> _RECORDED DATA_:

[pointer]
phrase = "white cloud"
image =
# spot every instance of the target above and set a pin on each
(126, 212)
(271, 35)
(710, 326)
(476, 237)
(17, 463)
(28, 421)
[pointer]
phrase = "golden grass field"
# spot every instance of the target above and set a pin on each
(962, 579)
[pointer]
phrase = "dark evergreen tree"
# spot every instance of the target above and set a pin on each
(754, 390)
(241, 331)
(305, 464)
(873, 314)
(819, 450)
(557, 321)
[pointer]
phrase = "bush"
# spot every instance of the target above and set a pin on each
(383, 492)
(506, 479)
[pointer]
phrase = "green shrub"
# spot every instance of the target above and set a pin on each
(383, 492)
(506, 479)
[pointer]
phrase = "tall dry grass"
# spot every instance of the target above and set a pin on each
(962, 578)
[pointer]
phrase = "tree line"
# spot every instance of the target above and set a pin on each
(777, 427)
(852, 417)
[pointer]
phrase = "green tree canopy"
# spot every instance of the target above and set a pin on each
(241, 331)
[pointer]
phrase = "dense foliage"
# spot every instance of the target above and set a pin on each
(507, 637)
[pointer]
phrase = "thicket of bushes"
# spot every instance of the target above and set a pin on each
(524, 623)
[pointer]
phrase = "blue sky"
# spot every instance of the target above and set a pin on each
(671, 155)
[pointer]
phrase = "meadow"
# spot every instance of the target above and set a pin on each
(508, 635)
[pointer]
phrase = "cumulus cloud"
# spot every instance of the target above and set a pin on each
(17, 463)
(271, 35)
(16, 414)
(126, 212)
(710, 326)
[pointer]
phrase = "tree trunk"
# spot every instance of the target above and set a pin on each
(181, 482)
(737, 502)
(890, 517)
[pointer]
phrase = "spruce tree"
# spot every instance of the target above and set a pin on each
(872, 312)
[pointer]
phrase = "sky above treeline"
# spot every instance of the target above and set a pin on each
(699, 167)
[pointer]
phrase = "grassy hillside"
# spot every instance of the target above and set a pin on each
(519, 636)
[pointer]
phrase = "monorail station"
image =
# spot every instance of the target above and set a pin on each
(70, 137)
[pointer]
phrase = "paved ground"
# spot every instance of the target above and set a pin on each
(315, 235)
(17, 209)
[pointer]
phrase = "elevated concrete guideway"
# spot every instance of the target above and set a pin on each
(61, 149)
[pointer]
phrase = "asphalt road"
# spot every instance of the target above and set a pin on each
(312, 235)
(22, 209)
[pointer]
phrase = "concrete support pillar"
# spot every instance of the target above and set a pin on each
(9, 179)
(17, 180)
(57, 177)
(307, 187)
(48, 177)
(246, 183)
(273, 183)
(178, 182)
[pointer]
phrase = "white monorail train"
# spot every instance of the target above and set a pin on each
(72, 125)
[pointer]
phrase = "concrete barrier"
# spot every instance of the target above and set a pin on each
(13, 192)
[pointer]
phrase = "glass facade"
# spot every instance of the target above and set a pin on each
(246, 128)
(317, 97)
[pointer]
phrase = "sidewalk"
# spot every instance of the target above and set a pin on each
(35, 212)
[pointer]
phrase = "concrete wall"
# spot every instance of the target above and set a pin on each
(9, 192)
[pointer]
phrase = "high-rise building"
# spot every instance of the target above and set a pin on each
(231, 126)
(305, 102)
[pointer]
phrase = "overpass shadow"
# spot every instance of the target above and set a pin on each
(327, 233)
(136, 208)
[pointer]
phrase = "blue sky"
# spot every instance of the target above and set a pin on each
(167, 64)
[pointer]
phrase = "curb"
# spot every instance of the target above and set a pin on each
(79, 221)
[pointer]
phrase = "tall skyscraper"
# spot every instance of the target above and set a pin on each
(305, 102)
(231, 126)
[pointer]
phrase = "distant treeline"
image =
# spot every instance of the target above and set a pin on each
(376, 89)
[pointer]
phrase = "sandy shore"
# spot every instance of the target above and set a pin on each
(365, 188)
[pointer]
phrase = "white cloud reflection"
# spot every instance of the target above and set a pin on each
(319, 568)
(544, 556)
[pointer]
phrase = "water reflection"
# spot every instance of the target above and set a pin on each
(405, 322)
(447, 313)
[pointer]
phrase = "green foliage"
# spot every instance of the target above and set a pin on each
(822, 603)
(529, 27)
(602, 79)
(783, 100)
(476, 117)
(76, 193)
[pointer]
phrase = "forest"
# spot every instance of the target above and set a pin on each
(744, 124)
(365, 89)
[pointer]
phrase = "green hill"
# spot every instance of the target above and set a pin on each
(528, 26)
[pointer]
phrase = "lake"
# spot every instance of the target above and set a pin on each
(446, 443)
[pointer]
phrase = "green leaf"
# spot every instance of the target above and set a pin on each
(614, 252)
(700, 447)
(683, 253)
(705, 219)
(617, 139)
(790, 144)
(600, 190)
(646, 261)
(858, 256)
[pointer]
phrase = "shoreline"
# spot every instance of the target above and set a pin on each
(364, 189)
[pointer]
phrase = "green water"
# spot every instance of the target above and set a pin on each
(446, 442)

> _WRITTEN INSTRUCTION_:
Without changing a word, restate the whole listing.

> _RESPONSE TO THIS EXERCISE_:
[pointer]
phrase = "white cloud"
image =
# spot every instance of the target above and set a pin on each
(126, 212)
(271, 35)
(710, 326)
(476, 237)
(17, 463)
(28, 421)
[pointer]
phrase = "golden grass field"
# spot every instance of the target above and set a pin on each
(962, 579)
[pointer]
phrase = "dark evergreen tree"
# spot every instance of the target above and set a pin on each
(754, 390)
(241, 331)
(305, 464)
(873, 314)
(819, 450)
(557, 321)
[pointer]
phrase = "bush"
# spot every instance of the target above and set a pin on each
(383, 492)
(506, 479)
[pointer]
phrase = "green shrub"
# spot every instance of the target above and set a pin on each
(383, 492)
(506, 479)
[pointer]
phrase = "tall dry grass"
# spot every instance of the target above and set a pin on each
(962, 578)
[pointer]
phrase = "tree line"
# spot every instance of the target above and set a pin on each
(777, 427)
(852, 417)
[pointer]
phrase = "green tree canopy"
# spot every instance of the target above and set a pin on each
(241, 331)
[pointer]
phrase = "dense foliage"
# spot every instance of the target above and set a pin on each
(507, 637)
[pointer]
phrase = "thicket of bushes"
# spot every instance of the target above and set a pin on each
(524, 623)
[pointer]
phrase = "blue sky"
# spot every instance of the target above and set a pin on each
(671, 155)
[pointer]
phrase = "meadow"
# spot every instance of the target above and set a pin on each
(508, 635)
[pointer]
phrase = "cumulus cloud"
# spot every instance of the target above and set a pin on each
(17, 463)
(271, 35)
(16, 414)
(126, 212)
(710, 326)
[pointer]
phrase = "tree trunk"
# spot every instance of the target above and set a pin on each
(181, 482)
(737, 502)
(890, 517)
[pointer]
phrase = "spruce tree"
# spot every instance of the target above and set a pin on each
(872, 312)
[pointer]
phrase = "sky above treeline"
# spot every instance of the target above and set a pin on each
(699, 167)
[pointer]
phrase = "grassy hillside"
# spot every instance of the target above and set a pin on each
(519, 636)
[pointer]
phrase = "monorail station"
image =
# spot every instance of the target above and set a pin on each
(70, 137)
[pointer]
phrase = "paved ground"
# spot every instance of the target above and set a pin on each
(315, 235)
(17, 209)
[pointer]
phrase = "elevated concrete guideway"
# spot every instance of the target above and set a pin on each
(61, 149)
[pointer]
phrase = "asphalt road"
# spot every instance of the target above and set a pin on each
(312, 235)
(22, 209)
[pointer]
phrase = "concrete support pillar"
# spot every instance of the target above and set a pin on each
(9, 179)
(17, 180)
(57, 177)
(307, 187)
(48, 177)
(246, 183)
(273, 183)
(178, 182)
[pointer]
phrase = "white monorail train"
# spot every instance of the target above and set a pin on each
(72, 125)
[pointer]
phrase = "concrete barrier"
# spot every instance of the target above and set a pin on each
(13, 192)
[pointer]
phrase = "glass facade"
# spot every instance of the target above and set a pin on each
(246, 128)
(317, 97)
[pointer]
phrase = "sidewalk"
# spot every instance of the target above and set a pin on each
(35, 212)
[pointer]
phrase = "concrete wall"
# spot every instance of the target above and set a pin on each
(9, 192)
[pointer]
phrase = "high-rise building"
# spot every instance of the target above and set a pin on each
(231, 126)
(305, 102)
[pointer]
phrase = "overpass shadow"
# spot every instance of the target above and set a pin on each
(327, 233)
(136, 208)
[pointer]
phrase = "blue sky"
# spot every instance of the target above and set a pin on each
(167, 64)
[pointer]
phrase = "curb"
# spot every instance of the target above and set a pin on each
(79, 221)
[pointer]
phrase = "tall skyscraper"
# spot every instance of the target above and set a pin on each
(305, 102)
(231, 126)
[pointer]
phrase = "distant treeline"
image =
# spot every instance of the target above and set a pin on each
(376, 89)
[pointer]
phrase = "sandy shore"
# spot every instance of the target above and set a pin on each
(365, 188)
[pointer]
phrase = "white cloud reflection"
# spot every instance of the target above and set a pin on each
(319, 568)
(544, 556)
[pointer]
phrase = "water reflection"
# spot every instance of the target above and set a pin on each
(405, 322)
(447, 313)
[pointer]
phrase = "green foliage"
# spot every instance of the target above and set a pin on each
(822, 603)
(529, 27)
(602, 79)
(783, 100)
(476, 117)
(76, 193)
[pointer]
phrase = "forest"
# spot every instance of the target above and set a pin on each
(744, 124)
(365, 89)
[pointer]
phrase = "green hill"
# spot every instance of the target above and set a pin on each
(528, 26)
[pointer]
phrase = "lake"
# spot every instance of the target above and set a pin on each
(446, 443)
[pointer]
phrase = "green leaf"
# spot every instance of the target above and set a pin on each
(614, 252)
(700, 447)
(683, 253)
(705, 219)
(617, 139)
(790, 144)
(600, 190)
(646, 261)
(858, 256)
[pointer]
phrase = "shoreline"
# spot every instance of the target above and set a pin on each
(364, 189)
[pointer]
phrase = "green water"
# spot every instance of the target above and set a pin on each
(446, 442)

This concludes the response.